** WHAT YOU WILL DO **
Reproduce the material below line for line, keeping every character unchanged.

☆ ☆ ☆ ☆

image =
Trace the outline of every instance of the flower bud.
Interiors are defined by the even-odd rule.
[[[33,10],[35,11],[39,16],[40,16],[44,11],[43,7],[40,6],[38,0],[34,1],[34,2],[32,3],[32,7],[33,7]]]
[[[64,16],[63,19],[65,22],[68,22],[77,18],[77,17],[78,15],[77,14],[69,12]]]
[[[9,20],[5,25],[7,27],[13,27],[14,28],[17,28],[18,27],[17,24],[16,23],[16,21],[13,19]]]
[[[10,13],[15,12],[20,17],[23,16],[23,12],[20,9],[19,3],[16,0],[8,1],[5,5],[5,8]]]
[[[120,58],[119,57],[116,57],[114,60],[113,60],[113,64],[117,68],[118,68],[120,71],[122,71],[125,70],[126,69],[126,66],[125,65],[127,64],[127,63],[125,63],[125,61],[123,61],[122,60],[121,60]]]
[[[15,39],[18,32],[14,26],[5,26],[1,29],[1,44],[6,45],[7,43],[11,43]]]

☆ ☆ ☆ ☆

** THE COMPLETED TASK **
image =
Trace the outline of every instance of the flower bud.
Interiors are defined by the even-odd rule.
[[[33,10],[35,11],[39,16],[40,16],[44,11],[43,7],[40,6],[38,0],[34,1],[34,2],[32,3],[32,7],[33,7]]]
[[[64,16],[63,19],[65,22],[68,22],[77,18],[77,17],[78,15],[77,14],[69,12]]]
[[[9,20],[5,25],[7,27],[13,27],[14,28],[17,28],[18,27],[17,24],[16,23],[16,21],[13,19]]]
[[[10,13],[15,12],[20,17],[23,16],[23,12],[20,9],[19,3],[16,0],[8,1],[5,5],[5,8]]]
[[[120,58],[119,57],[116,57],[114,60],[113,60],[113,64],[117,68],[118,68],[120,71],[122,71],[125,70],[126,69],[126,66],[125,65],[127,64],[127,63],[125,63],[125,61],[123,61],[122,60],[121,60]]]
[[[15,39],[18,32],[14,26],[5,26],[1,29],[1,44],[6,45],[7,43],[11,43]]]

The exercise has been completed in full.